Could you repeat the material below word for word, leaving out the pictures?

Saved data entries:
════

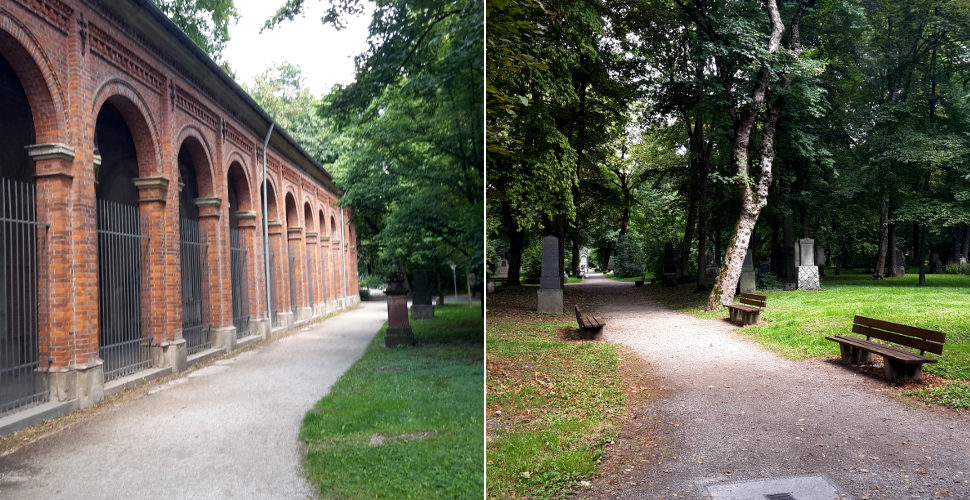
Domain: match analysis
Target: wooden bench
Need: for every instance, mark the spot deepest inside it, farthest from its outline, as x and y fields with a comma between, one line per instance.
x=588, y=324
x=748, y=312
x=900, y=364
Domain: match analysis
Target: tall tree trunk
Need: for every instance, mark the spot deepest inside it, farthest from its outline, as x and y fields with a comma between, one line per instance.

════

● **Answer to the problem**:
Domain: match analysis
Target: wooden bench
Need: for every instance, mark the spot deepest inside it, farthest from its outline, as x and y fields with a comma between, one line per instance.
x=588, y=324
x=748, y=312
x=900, y=364
Domain: match analysis
Target: tall tree trunk
Need: for every instance, mark the spot deepest inside it, farthest from its outline, as x and y fields with a comma between, one line per instance.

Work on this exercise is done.